# START OF TEXT PASSAGE
After estimation, compute policy-relevant quantities:

Elasticities

# Compute elasticities for the first market
first_market <- logit_results$problem$unique_market_ids[1]
E <- logit_results$compute_elasticities(first_market)

# Own-price elasticities (diagonal)
cat("Own-price elasticities (first 5 products):\n")
#> Own-price elasticities (first 5 products):
print(round(diag(E)[1:5], 3))
#> [1] -0.833 -1.325 -1.529 -1.516 -1.779

Consumer Surplus

cs <- logit_results$compute_consumer_surplus()
cat("Consumer surplus (first 5 markets):\n")
#> Consumer surplus (first 5 markets):
print(round(cs[1:5], 4))
#>  C01Q1  C03Q1  C04Q1  C05Q1  C07Q1 
#> 0.0503 0.0458 0.0944 0.0472 0.0772

HHI

hhi <- logit_results$compute_hhi()
cat("HHI (first 5 markets):\n")
#> HHI (first 5 markets):
print(round(hhi[1:5], 0))
#> C01Q1 C03Q1 C04Q1 C05Q1 C07Q1 
#>   711   643  1435   566  1048

Simulation

Generate synthetic equilibrium data to test the estimator:

# Create a balanced panel: 50 markets, 20 products/market, 4 firms
id_data <- build_id_data(T = 50, J = 20, F = 4)
set.seed(42)
id_data$x <- runif(nrow(id_data), 0, 1)

# True parameters: beta = (intercept=0.5, price=-2, x=0.8)
sim <- blp_simulation(
  product_formulations = list(blp_formulation(~ prices + x)),
  product_data = id_data,
  beta = c(0.5, -2, 0.8),
  xi_variance = 0.3,
  seed = 42
)

# Solve for equilibrium prices and shares
sim_results <- sim$replace_endogenous(
  iteration = blp_iteration("simple", list(atol = 1e-12, max_evaluations = 5000))
)

cat(sprintf("Price range: [%.3f, %.3f]\n", min(sim_results$prices), max(sim_results$prices)))
# END OF TEXT PASSAGE
# START OF DATA TO USE
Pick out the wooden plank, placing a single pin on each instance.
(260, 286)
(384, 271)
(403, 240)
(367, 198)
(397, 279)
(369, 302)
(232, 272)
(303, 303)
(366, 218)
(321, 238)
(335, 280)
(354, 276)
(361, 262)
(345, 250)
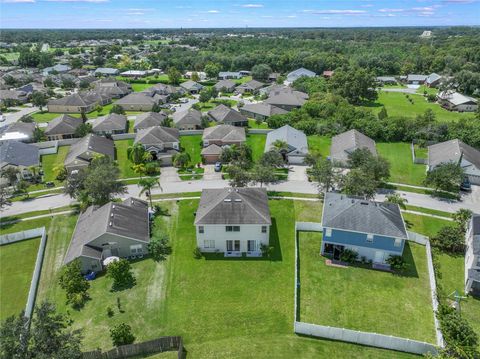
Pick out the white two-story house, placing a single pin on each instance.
(472, 257)
(233, 221)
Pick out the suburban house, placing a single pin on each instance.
(87, 148)
(251, 87)
(190, 119)
(82, 102)
(149, 119)
(18, 155)
(413, 79)
(458, 152)
(162, 142)
(226, 75)
(472, 256)
(287, 99)
(296, 141)
(225, 86)
(191, 86)
(375, 230)
(433, 80)
(228, 116)
(62, 127)
(214, 138)
(261, 111)
(233, 221)
(110, 124)
(455, 101)
(140, 101)
(301, 72)
(114, 229)
(346, 143)
(18, 131)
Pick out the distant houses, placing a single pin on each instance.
(233, 221)
(472, 256)
(346, 143)
(373, 230)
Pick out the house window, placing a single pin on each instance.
(209, 244)
(136, 249)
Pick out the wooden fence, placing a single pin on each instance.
(159, 345)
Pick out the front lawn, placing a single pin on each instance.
(402, 168)
(364, 299)
(17, 261)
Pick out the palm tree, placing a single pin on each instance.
(136, 153)
(147, 184)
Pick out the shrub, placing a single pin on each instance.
(121, 334)
(349, 256)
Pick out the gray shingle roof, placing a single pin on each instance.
(18, 154)
(63, 124)
(359, 215)
(127, 219)
(224, 133)
(233, 206)
(347, 142)
(224, 114)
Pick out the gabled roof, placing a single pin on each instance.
(149, 119)
(157, 135)
(190, 117)
(347, 142)
(359, 215)
(233, 206)
(224, 114)
(92, 144)
(110, 122)
(224, 133)
(452, 151)
(127, 219)
(18, 154)
(295, 139)
(63, 124)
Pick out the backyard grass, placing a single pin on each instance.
(319, 144)
(397, 104)
(192, 145)
(257, 143)
(364, 299)
(17, 261)
(402, 168)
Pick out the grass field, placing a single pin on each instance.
(363, 299)
(402, 168)
(192, 145)
(257, 143)
(17, 261)
(397, 104)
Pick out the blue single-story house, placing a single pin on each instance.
(375, 230)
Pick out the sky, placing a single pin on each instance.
(235, 13)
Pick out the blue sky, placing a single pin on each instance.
(226, 13)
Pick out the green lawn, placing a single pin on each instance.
(257, 143)
(402, 168)
(192, 145)
(121, 147)
(17, 261)
(319, 144)
(363, 299)
(397, 104)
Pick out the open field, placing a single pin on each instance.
(17, 261)
(364, 299)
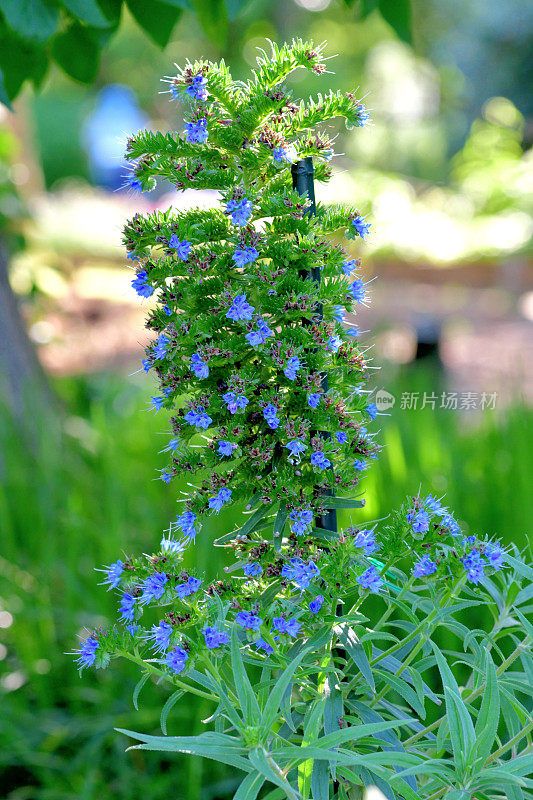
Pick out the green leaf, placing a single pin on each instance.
(253, 522)
(249, 788)
(20, 61)
(209, 683)
(320, 780)
(35, 20)
(279, 526)
(156, 18)
(169, 705)
(216, 746)
(77, 52)
(333, 707)
(263, 764)
(3, 94)
(462, 732)
(400, 686)
(355, 649)
(398, 14)
(522, 569)
(88, 11)
(367, 6)
(245, 693)
(489, 714)
(213, 18)
(137, 690)
(342, 502)
(276, 695)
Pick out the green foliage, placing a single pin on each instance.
(82, 499)
(315, 694)
(73, 32)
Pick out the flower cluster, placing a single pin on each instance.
(248, 300)
(251, 351)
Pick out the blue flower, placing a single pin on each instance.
(240, 210)
(365, 539)
(420, 522)
(160, 636)
(255, 338)
(172, 445)
(424, 567)
(319, 460)
(114, 574)
(262, 645)
(87, 652)
(286, 152)
(216, 503)
(252, 570)
(363, 114)
(161, 347)
(494, 555)
(302, 519)
(288, 626)
(474, 565)
(185, 523)
(450, 523)
(339, 314)
(198, 418)
(235, 402)
(371, 580)
(432, 503)
(316, 604)
(360, 226)
(334, 343)
(175, 659)
(313, 400)
(126, 607)
(142, 288)
(247, 620)
(300, 572)
(198, 366)
(349, 266)
(226, 448)
(240, 309)
(190, 586)
(196, 132)
(372, 410)
(295, 447)
(293, 365)
(214, 638)
(357, 290)
(171, 546)
(153, 587)
(197, 88)
(182, 248)
(270, 413)
(245, 255)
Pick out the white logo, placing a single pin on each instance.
(384, 400)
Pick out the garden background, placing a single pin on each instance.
(445, 175)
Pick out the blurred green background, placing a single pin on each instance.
(446, 176)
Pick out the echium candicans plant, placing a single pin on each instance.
(395, 654)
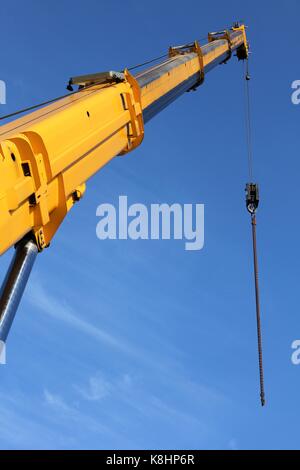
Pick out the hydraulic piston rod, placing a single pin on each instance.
(14, 284)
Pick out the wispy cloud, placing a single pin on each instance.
(43, 301)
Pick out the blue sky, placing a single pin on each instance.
(141, 344)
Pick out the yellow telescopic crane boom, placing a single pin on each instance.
(47, 156)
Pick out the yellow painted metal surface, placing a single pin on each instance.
(47, 156)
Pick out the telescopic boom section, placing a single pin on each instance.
(47, 156)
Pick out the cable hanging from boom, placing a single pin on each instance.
(252, 201)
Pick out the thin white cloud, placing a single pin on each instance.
(41, 299)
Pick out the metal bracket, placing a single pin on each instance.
(222, 35)
(252, 197)
(132, 102)
(187, 49)
(96, 79)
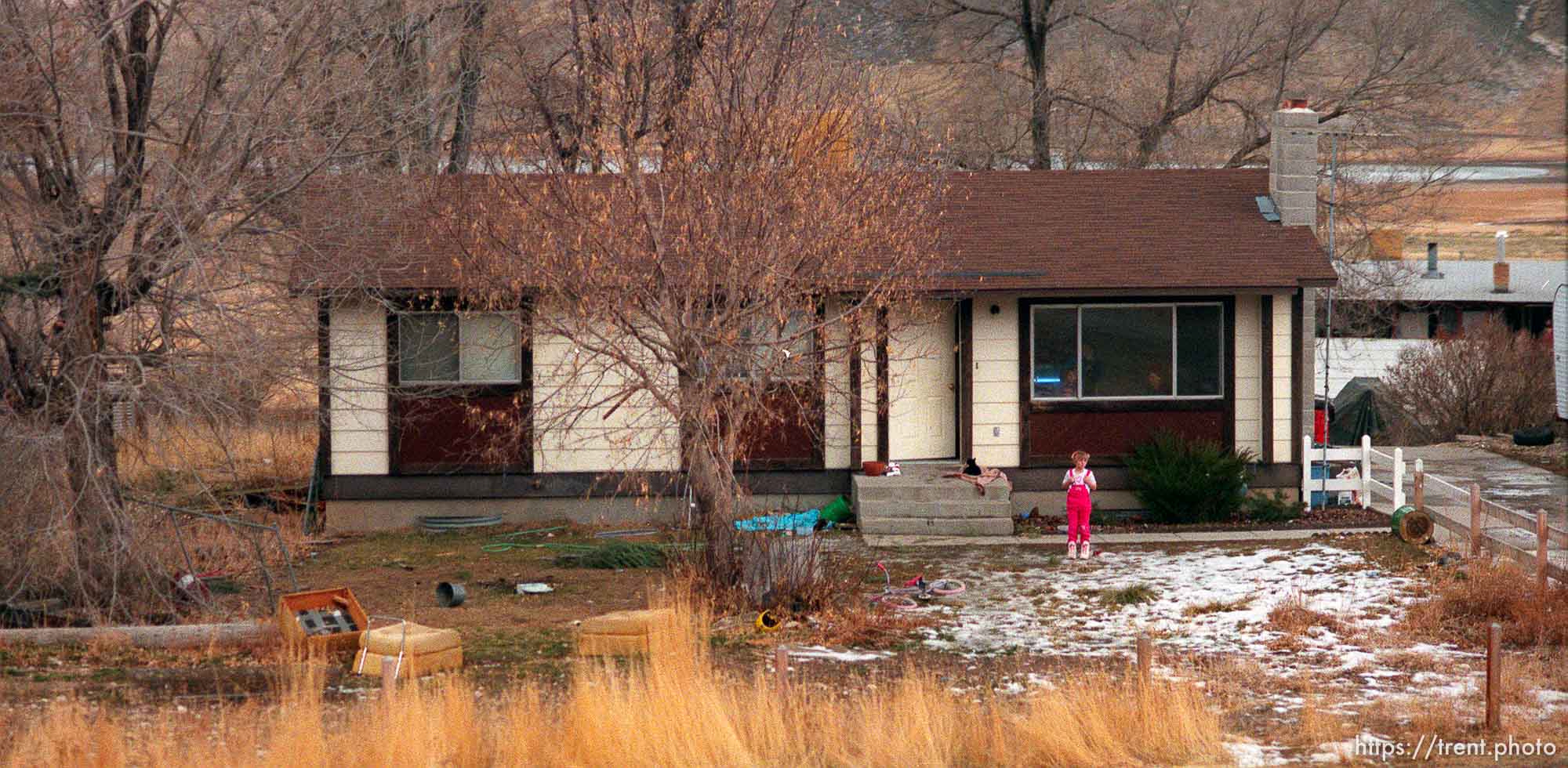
# END OF DATA TO USE
# WHAT TO DO:
[A] Count the lines in the rows above that contain the string "field", and reply with only that number.
[B] Carry on the R tutorial on demand estimation and market simulation from the point where it stops.

# TASK RESPONSES:
[A] 2

[B]
#> Price range: [1.550, 1.715]
cat(sprintf("Share range: [%.5f, %.5f]\n", min(sim_results$shares), max(sim_results$shares)))
#> Share range: [0.00351, 0.15537]

Now estimate back the true parameters:

sim_problem <- sim_results$to_problem()
sim_est <- sim_problem$solve(method = "1s")

cat("True vs Estimated:\n")
#> True vs Estimated:
cat(sprintf("  intercept: true=0.50, est=%.4f\n", sim_est$beta[1]))
#>   intercept: true=0.50, est=-1.1803
cat(sprintf("  price:     true=-2.00, est=%.4f\n", sim_est$beta[2]))
#>   price:     true=-2.00, est=-0.9726
cat(sprintf("  x:         true=0.80, est=%.4f\n", sim_est$beta[3]))
#>   x:         true=0.80, est=0.8334

Merger Simulation

Simulate the effect of a merger between firms 2 and 3:

new_firm_ids <- sim_results$product_data$firm_ids
new_firm_ids[new_firm_ids == 3] <- 2  # merge firm 3 into firm 2

merger <- sim_est$compute_merger(
  new_firm_ids = new_firm_ids,
  iteration = blp_iteration("simple", list(atol = 1e-12, max_evaluations = 5000))
)

cat(sprintf("Mean price change: %.2f%%\n", mean(merger$price_change_pct)))
#> Mean price change: 7.61%
cat(sprintf("Max price change:  %.2f%%\n", max(merger$price_change_pct)))
#> Max price change:  25.48%
cat(sprintf("Mean CS change:    %.4f\n", mean(merger$delta_cs)))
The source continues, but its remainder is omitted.